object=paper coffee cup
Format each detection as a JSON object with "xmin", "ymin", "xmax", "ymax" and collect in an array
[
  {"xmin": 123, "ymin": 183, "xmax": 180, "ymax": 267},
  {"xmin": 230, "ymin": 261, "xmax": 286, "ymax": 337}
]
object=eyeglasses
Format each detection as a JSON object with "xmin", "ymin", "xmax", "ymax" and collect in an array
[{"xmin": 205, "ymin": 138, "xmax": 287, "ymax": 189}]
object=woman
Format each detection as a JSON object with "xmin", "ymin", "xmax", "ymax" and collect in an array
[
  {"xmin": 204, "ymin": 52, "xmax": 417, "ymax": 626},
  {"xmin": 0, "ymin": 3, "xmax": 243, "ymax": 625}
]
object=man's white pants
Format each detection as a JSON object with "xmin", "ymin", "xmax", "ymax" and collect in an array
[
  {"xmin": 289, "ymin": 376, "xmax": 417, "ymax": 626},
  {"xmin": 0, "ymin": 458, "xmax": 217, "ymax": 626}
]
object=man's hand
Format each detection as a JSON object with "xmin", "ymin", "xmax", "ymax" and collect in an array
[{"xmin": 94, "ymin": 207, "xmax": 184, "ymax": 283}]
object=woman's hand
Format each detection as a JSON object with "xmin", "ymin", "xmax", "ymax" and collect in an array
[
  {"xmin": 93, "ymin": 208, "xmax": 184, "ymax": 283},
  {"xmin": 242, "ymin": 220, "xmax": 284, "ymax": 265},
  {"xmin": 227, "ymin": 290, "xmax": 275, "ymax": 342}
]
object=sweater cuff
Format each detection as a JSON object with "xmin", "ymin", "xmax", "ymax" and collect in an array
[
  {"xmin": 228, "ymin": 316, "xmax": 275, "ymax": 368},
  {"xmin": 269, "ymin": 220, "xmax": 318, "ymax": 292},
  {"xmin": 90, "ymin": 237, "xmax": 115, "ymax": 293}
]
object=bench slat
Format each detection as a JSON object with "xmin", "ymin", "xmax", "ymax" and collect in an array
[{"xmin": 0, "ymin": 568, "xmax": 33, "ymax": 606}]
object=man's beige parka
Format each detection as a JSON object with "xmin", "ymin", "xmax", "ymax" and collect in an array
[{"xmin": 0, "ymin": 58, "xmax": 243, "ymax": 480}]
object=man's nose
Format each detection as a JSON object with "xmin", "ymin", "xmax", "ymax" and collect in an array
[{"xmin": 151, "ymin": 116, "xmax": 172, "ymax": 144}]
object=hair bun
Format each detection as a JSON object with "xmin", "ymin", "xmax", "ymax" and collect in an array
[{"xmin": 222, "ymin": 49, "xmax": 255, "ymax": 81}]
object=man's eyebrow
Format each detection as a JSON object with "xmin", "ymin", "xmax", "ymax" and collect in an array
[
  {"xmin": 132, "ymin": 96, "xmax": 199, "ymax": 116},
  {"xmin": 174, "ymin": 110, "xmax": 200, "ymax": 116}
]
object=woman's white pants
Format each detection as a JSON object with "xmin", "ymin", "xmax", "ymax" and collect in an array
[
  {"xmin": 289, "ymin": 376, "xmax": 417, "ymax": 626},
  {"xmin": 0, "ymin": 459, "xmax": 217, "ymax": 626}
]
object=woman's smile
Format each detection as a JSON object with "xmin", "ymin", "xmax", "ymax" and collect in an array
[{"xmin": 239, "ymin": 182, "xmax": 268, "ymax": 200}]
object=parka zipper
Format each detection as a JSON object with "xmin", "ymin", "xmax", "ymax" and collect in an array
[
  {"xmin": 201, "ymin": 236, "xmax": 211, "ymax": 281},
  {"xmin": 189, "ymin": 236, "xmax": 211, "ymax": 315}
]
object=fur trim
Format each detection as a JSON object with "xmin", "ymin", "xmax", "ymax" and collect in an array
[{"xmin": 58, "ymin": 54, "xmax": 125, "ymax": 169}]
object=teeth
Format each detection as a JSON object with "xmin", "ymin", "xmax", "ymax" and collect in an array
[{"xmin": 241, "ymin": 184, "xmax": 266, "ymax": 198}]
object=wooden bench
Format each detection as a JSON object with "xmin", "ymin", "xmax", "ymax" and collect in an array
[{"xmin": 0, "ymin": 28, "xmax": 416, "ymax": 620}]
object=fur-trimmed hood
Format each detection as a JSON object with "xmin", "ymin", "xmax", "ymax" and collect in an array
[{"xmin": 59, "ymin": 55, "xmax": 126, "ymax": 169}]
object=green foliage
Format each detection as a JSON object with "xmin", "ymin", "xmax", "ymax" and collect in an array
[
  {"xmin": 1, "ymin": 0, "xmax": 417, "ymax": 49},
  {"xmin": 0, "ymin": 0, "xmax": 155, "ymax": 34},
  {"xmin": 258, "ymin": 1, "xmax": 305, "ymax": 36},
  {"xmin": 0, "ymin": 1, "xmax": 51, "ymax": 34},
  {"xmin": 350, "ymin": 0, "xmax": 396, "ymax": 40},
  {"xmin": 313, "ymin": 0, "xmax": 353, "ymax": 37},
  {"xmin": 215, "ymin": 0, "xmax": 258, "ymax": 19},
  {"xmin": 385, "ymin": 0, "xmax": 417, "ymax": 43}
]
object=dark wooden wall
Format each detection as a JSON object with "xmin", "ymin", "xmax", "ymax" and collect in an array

Exercise details:
Nothing in the records should differ from the original when you retype them.

Completed exercise:
object=paper coffee cup
Format each detection as a JSON object with "xmin", "ymin", "xmax", "ymax" and collect in an array
[
  {"xmin": 123, "ymin": 183, "xmax": 180, "ymax": 267},
  {"xmin": 230, "ymin": 261, "xmax": 286, "ymax": 337}
]
object=eyeglasses
Format each detection as a JSON object with "xmin", "ymin", "xmax", "ymax" and collect in an array
[{"xmin": 205, "ymin": 138, "xmax": 287, "ymax": 189}]
object=woman
Format each detection as a JSON object with "xmin", "ymin", "xmax", "ymax" and collect in an array
[
  {"xmin": 204, "ymin": 52, "xmax": 417, "ymax": 626},
  {"xmin": 0, "ymin": 3, "xmax": 243, "ymax": 625}
]
object=man's white pants
Format each detection as a JSON object with "xmin", "ymin", "xmax", "ymax" and collect in an array
[
  {"xmin": 289, "ymin": 376, "xmax": 417, "ymax": 626},
  {"xmin": 0, "ymin": 458, "xmax": 217, "ymax": 626}
]
object=man's hand
Format each detection as a JSON object with "xmin", "ymin", "xmax", "ymax" and collect in an array
[{"xmin": 94, "ymin": 207, "xmax": 184, "ymax": 283}]
object=woman's hand
Format each detection as a JSON object with "xmin", "ymin", "xmax", "ymax" and collect in an array
[
  {"xmin": 93, "ymin": 208, "xmax": 184, "ymax": 283},
  {"xmin": 242, "ymin": 220, "xmax": 284, "ymax": 265},
  {"xmin": 227, "ymin": 290, "xmax": 275, "ymax": 342}
]
object=sweater cuff
Format each detection as a JSON object with "xmin", "ymin", "xmax", "ymax" and collect in an array
[
  {"xmin": 228, "ymin": 316, "xmax": 275, "ymax": 368},
  {"xmin": 269, "ymin": 220, "xmax": 318, "ymax": 292},
  {"xmin": 90, "ymin": 237, "xmax": 115, "ymax": 293}
]
object=bench slat
Format each detection as a JSON object with "xmin", "ymin", "xmax", "ymax" and collect in an array
[{"xmin": 0, "ymin": 568, "xmax": 33, "ymax": 606}]
object=man's beige parka
Format each detection as a JSON object with "xmin", "ymin", "xmax", "ymax" and collect in an array
[{"xmin": 0, "ymin": 58, "xmax": 243, "ymax": 480}]
object=man's nose
Format each detection as a JSON object with "xmin", "ymin", "xmax", "ymax" and collect in an array
[{"xmin": 151, "ymin": 116, "xmax": 172, "ymax": 144}]
object=hair bun
Format each detection as a JSON object with "xmin", "ymin", "xmax", "ymax" and collect in an array
[{"xmin": 222, "ymin": 49, "xmax": 255, "ymax": 81}]
object=man's eyebrow
Format each detection as a JSON object with "xmin", "ymin", "xmax", "ymax" and collect in an array
[
  {"xmin": 132, "ymin": 96, "xmax": 199, "ymax": 116},
  {"xmin": 174, "ymin": 110, "xmax": 200, "ymax": 116}
]
object=woman's white pants
Format each detection as a JSON object with "xmin", "ymin", "xmax", "ymax" and collect in an array
[
  {"xmin": 289, "ymin": 376, "xmax": 417, "ymax": 626},
  {"xmin": 0, "ymin": 459, "xmax": 217, "ymax": 626}
]
object=woman's smile
Format each detection as a JSON object with "xmin", "ymin", "xmax", "ymax" and collect in an array
[{"xmin": 239, "ymin": 182, "xmax": 268, "ymax": 200}]
object=parka zipper
Format each detection as a JSON object with "xmin", "ymin", "xmax", "ymax" and collect in an array
[
  {"xmin": 201, "ymin": 236, "xmax": 211, "ymax": 281},
  {"xmin": 189, "ymin": 236, "xmax": 211, "ymax": 315}
]
object=fur trim
Format each detection as a JSON object with "xmin", "ymin", "xmax", "ymax" and collect in an array
[{"xmin": 58, "ymin": 54, "xmax": 125, "ymax": 169}]
object=teeth
Format each detection as a JSON object with "xmin", "ymin", "xmax", "ymax" and collect in an array
[{"xmin": 241, "ymin": 184, "xmax": 266, "ymax": 198}]
object=wooden bench
Format each detection as a JSON object with "xmin", "ymin", "xmax", "ymax" and collect in an array
[{"xmin": 0, "ymin": 28, "xmax": 416, "ymax": 620}]
object=fur-trimmed hood
Format each detection as a JSON object with "xmin", "ymin", "xmax", "ymax" and collect in an array
[{"xmin": 59, "ymin": 55, "xmax": 126, "ymax": 169}]
object=green foliage
Format each detection as a JSON object with "xmin", "ymin", "xmax", "ymax" and collect in an array
[
  {"xmin": 1, "ymin": 0, "xmax": 417, "ymax": 49},
  {"xmin": 0, "ymin": 0, "xmax": 155, "ymax": 34},
  {"xmin": 258, "ymin": 1, "xmax": 305, "ymax": 36},
  {"xmin": 0, "ymin": 1, "xmax": 51, "ymax": 34},
  {"xmin": 350, "ymin": 0, "xmax": 396, "ymax": 40},
  {"xmin": 313, "ymin": 0, "xmax": 353, "ymax": 37},
  {"xmin": 215, "ymin": 0, "xmax": 258, "ymax": 19},
  {"xmin": 385, "ymin": 0, "xmax": 417, "ymax": 43}
]
object=dark wooden wall
Format each detection as a JSON object with "xmin", "ymin", "xmax", "ymax" and collect in an array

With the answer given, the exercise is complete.